TEXT TO READ »

══════════

While the online convenience sample enabled timely data collection, it may not fully represent non‐Internet users or populations with limited social‐media engagement. Self‐report measures introduce the risk of social‐desirability bias, and the cross‐sectional design precludes causal inferences. Nevertheless, the methodology provides robust descriptive and associative insights into inflation perceptions and their consequences among active digital‐platform users in Nigeria.

This methodological approach thus ensured systematic, reliable, and ethically sound data collection and analysis, laying a solid foundation for interpreting consumers’ inflation experiences in the subsequent chapters.

RESULTS AND DISCUSSION

This chapter presents the study’s empirical findings, reports the statistical tests of the stated hypotheses, and interprets the results in light of the research objectives and existing literature.

══════════

TASK REQUIREMENTS »
1. In the excerpt on inflation perceptions in Nigeria, reproduce the passage word for word, starting at "This methodological approach" and ending at "the subsequent chapters.".
2. According to the excerpt on inflation perceptions in Nigeria, what risk do self-report measures introduce?
3. Extend the excerpt on inflation perceptions in Nigeria, picking up after its final sentence.

GIVEN DATA »
══════════

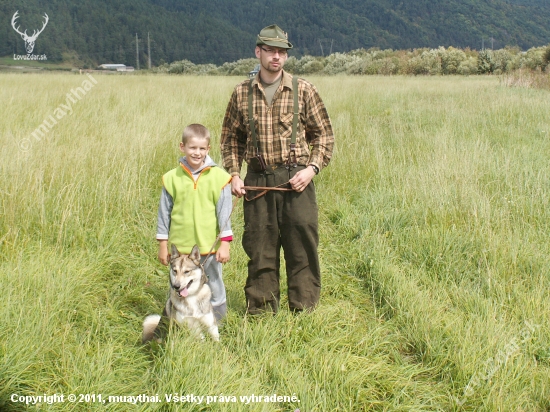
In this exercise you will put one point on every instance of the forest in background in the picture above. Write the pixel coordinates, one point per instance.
(87, 33)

══════════

RESPONSES PER TASK »
1.
This methodological approach thus ensured systematic, reliable, and ethically sound data collection and analysis, laying a solid foundation for interpreting consumers’ inflation experiences in the subsequent chapters.

2. The risk of social-desirability bias.

3.
Data Presentation

A total of 163 valid responses were analysed. Table 4.1 summarizes the composite indices for perceived inflation, welfare impact, and coping strategies.

Table 4.1 Descriptive Statistics of Composite Scores

Statistic Perceived Inflation Welfare Impact Coping Score
Mean 4.21 3.78 2.87
Standard Deviation 0.52 0.61 0.74
Minimum 2.40 2.00 1.00
Maximum 5.00 5.00 4.00
N 163 156 158

Consumers overall reported sharply rising prices (mean = 4.21 on a 1–5 scale). The welfare‐impact index (mean = 3.78) indicates substantial self‐reported declines in living standards, while moderate coping‐strategy use (mean = 2.87 on a 1–4 scale) suggests that many respondents had begun adapting behaviours but had not adopted extreme measures.

Demographic splits of mean perceived-inflation scores appear in Table 4.2.

Table 4.2 Mean Perceived Inflation by Gender

Gender Mean SD n
Male 4.17 0.51 133
Female 4.35 0.50 30

Age, education, and income group means exhibited similar patterns, with slightly higher perceived inflation among older and higher-income respondents, though differences were modest (Δ ≤ 0.20 on the 1–5 scale).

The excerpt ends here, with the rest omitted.